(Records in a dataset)
══════════
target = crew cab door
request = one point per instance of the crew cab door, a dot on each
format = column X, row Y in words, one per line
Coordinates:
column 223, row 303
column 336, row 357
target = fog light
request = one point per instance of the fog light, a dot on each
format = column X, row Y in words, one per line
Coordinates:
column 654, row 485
══════════
#### Problem details
Recast the records as a JSON list of strings, one string per line with blank lines left out, starting at the beginning of the records and ending at the line that contains "column 336, row 357".

#### Solved exercise
[
  "target = crew cab door",
  "request = one point per instance of the crew cab door, a dot on each",
  "format = column X, row Y in words, one per line",
  "Coordinates:",
  "column 223, row 303",
  "column 336, row 357"
]